### TEXT PROVIDED
ITBP to launch schemes to check forced migration in Uttarakhand
Aiming to check forced migration from border villages in Uttarakhand, the Indo-Tibetan Border Police that guards the Indo-China border will soon launch a “slew of schemes” to boost the locals’ income and curb forced migrationUpdated: May 14, 2018 22:25 IST
Aiming to check forced migration from border villages in Uttarakhand, the Indo-Tibetan Border Police that guards the Indo-China border will soon launch a “slew of schemes” to boost the locals’ income and curb forced migration.
“The schemes we plan to initiate soon aim to strengthen livelihood of the people in border villages. Basic facilities like roads are also being developed in those remote areas,” said APS Nimbadia, ITBP DIG Kumaon region.
“We are focusing on strengthening livelihoods to check distress migration from the border villages which are emptying out fast owing to factors such as poor basic facilities and lack of infrastructure and employment opportunities.”

### APPLY WHAT YOU READ
1. In the ITBP article, which border does the Indo-Tibetan Border Police guard?
2. Transcribe the ITBP article from "ITBP to launch" up to and including "DIG Kumaon region.".

[Referring expression rows]

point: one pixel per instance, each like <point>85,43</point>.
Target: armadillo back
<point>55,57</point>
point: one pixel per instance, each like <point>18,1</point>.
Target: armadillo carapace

### SOLUTIONS TO THE PROBLEMS
1. The Indo-China border.

2.
ITBP to launch schemes to check forced migration in Uttarakhand
Aiming to check forced migration from border villages in Uttarakhand, the Indo-Tibetan Border Police that guards the Indo-China border will soon launch a “slew of schemes” to boost the locals’ income and curb forced migrationUpdated: May 14, 2018 22:25 IST
Aiming to check forced migration from border villages in Uttarakhand, the Indo-Tibetan Border Police that guards the Indo-China border will soon launch a “slew of schemes” to boost the locals’ income and curb forced migration.
“The schemes we plan to initiate soon aim to strengthen livelihood of the people in border villages. Basic facilities like roads are also being developed in those remote areas,” said APS Nimbadia, ITBP DIG Kumaon region.